| SELECTED EXTRACT |
[Start of section]

Lynsey Addario – Women on the Frontline of Climate Change
Flooding, droughts, forest fires: in her series, American photojournalist Lynsey Addario captures the impact of climate change on daily life. Her camera focuses on women, from four different regions around the world, who fight against environmental destruction. With rich imagery, bold colours and accentuated sharpness, her photographs aim to inspire the viewer to be more aware of the need to care for the environment.
Alone and looking lost, a person stands in the middle of an inferno: the surrounding forest is burning; flames are flaring; and the fire looks impossible to contain. After fire broke out on July 13, 2021, in California’s 400,000 hectare Lassen National Forest, south of Highway 44, the Cal Fire firefighters needed several months to bring it under control. Lynsey Addario’s pictures were taken on October 2 of the same year; they not only reflect the extent of the catastrophe, but also acknowledge how small and helpless people are in the face of nature. “My goal is to show the reality on the ground, and the devastating effects and threats of climate change,” says the photojournalist. “The only way to truly do this is to experience them – or to get close enough to show how fires, floods, deforestation, illegal mining and changing weather patterns affect us in most aspects of our lives.”

[End of section]

| THE PROBLEM |
Repeat the part of the Lynsey Addario text starting with "Lynsey Addario –" and going on through "for the environment.".

Referring expression data:
[Start of section]

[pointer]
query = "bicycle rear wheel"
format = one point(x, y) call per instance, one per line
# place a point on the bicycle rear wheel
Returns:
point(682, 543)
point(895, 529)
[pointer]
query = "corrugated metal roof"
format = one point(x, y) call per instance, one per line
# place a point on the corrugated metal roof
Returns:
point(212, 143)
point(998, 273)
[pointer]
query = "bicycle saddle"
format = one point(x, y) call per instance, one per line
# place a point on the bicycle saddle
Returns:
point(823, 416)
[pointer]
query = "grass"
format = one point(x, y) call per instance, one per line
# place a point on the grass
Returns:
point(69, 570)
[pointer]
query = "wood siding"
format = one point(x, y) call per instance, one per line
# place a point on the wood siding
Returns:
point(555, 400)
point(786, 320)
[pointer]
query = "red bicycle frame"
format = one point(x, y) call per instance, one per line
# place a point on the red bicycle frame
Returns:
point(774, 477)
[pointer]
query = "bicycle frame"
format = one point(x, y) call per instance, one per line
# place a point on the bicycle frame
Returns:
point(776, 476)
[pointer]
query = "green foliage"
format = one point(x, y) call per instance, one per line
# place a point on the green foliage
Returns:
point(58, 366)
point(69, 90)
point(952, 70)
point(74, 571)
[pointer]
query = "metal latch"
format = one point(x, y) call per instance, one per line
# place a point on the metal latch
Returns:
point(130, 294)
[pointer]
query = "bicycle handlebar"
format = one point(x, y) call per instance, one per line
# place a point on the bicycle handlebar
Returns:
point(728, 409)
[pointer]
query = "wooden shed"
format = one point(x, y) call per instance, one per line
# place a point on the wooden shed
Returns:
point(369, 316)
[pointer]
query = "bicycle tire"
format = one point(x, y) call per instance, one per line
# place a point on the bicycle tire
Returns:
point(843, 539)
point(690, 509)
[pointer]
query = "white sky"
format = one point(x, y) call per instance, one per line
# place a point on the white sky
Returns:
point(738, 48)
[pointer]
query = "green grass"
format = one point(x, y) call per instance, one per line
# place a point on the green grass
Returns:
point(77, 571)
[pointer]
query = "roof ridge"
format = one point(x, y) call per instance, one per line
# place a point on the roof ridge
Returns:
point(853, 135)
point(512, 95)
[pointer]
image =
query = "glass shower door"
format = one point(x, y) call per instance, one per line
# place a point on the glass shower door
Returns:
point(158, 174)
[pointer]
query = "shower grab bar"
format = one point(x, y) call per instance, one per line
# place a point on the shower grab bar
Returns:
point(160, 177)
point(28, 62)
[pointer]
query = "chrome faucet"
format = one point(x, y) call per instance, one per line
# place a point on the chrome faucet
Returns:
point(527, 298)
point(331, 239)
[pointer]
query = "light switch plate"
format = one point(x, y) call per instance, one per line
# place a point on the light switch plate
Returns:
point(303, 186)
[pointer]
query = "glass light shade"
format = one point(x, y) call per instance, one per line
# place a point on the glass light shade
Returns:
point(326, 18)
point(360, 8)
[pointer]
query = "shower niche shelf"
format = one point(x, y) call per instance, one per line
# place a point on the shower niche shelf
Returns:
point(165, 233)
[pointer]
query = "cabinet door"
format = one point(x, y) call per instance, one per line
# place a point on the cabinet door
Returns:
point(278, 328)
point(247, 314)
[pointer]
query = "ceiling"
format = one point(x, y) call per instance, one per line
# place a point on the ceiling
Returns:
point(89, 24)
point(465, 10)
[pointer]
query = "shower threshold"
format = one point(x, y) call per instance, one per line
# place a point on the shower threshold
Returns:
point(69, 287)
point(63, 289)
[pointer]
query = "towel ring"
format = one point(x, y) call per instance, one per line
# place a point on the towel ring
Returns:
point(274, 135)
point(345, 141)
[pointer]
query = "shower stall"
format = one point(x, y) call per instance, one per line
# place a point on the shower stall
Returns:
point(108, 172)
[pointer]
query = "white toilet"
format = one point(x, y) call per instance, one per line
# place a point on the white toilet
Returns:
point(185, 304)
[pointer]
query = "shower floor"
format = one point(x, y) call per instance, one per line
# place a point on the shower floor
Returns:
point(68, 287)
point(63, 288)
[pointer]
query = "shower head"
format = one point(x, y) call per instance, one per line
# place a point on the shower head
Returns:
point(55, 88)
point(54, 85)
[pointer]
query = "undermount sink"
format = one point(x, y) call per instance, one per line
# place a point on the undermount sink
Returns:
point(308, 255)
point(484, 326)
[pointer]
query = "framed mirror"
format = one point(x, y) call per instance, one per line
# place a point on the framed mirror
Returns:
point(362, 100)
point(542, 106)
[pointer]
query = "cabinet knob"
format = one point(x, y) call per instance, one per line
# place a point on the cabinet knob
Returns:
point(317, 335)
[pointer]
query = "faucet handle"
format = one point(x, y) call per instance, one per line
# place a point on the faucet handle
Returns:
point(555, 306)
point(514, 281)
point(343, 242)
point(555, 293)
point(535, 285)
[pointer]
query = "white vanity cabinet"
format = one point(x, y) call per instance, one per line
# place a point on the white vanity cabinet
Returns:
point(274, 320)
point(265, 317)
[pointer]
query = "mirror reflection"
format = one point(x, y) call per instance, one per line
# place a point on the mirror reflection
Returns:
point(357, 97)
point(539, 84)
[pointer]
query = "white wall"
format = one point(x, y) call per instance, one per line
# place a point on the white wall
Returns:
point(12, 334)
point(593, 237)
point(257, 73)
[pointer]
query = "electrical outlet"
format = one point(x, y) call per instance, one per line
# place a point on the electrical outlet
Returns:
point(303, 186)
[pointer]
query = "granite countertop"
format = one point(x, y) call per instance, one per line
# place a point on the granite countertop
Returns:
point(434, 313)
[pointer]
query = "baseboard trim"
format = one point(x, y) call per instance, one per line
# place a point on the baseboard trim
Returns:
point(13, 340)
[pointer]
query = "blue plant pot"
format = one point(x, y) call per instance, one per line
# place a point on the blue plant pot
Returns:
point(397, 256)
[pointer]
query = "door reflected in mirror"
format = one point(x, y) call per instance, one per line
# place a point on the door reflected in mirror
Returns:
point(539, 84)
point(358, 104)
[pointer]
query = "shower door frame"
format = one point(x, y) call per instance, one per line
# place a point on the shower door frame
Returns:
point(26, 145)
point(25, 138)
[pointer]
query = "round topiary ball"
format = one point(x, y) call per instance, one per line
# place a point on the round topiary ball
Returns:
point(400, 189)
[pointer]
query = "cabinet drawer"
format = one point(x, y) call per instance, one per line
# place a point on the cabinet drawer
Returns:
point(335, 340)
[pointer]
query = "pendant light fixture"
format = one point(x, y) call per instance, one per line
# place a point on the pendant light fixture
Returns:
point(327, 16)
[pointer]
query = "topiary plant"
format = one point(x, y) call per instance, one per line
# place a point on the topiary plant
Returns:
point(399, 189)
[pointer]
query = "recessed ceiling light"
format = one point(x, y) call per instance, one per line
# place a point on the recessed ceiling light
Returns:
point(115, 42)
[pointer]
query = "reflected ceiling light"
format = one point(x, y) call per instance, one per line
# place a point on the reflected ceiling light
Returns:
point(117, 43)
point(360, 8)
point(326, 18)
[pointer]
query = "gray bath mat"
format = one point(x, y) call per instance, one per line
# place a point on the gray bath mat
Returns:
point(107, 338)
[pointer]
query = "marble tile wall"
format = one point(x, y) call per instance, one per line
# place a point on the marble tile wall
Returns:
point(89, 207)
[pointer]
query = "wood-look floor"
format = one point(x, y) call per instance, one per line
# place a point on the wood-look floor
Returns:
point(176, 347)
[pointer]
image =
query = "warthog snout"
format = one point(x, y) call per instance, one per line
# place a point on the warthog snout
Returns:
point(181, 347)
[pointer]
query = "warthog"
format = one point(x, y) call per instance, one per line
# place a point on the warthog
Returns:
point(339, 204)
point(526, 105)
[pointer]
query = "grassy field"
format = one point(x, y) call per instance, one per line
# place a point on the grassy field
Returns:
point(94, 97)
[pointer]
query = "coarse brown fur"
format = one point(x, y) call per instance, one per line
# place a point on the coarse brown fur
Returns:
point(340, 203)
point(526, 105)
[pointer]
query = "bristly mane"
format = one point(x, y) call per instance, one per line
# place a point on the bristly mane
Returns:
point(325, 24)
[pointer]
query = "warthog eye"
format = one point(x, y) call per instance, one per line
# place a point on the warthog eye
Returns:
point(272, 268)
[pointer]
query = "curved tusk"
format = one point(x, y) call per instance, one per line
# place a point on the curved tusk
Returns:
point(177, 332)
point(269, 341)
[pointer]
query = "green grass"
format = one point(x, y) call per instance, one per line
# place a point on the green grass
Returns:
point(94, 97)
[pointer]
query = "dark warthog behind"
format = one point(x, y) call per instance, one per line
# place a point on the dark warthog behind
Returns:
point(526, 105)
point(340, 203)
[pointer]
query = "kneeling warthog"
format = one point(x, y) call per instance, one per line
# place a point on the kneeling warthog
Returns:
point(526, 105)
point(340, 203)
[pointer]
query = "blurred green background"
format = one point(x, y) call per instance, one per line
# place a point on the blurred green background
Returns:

[End of section]

| ANSWER TO THE EXERCISE |
Lynsey Addario – Women on the Frontline of Climate Change
Flooding, droughts, forest fires: in her series, American photojournalist Lynsey Addario captures the impact of climate change on daily life. Her camera focuses on women, from four different regions around the world, who fight against environmental destruction. With rich imagery, bold colours and accentuated sharpness, her photographs aim to inspire the viewer to be more aware of the need to care for the environment.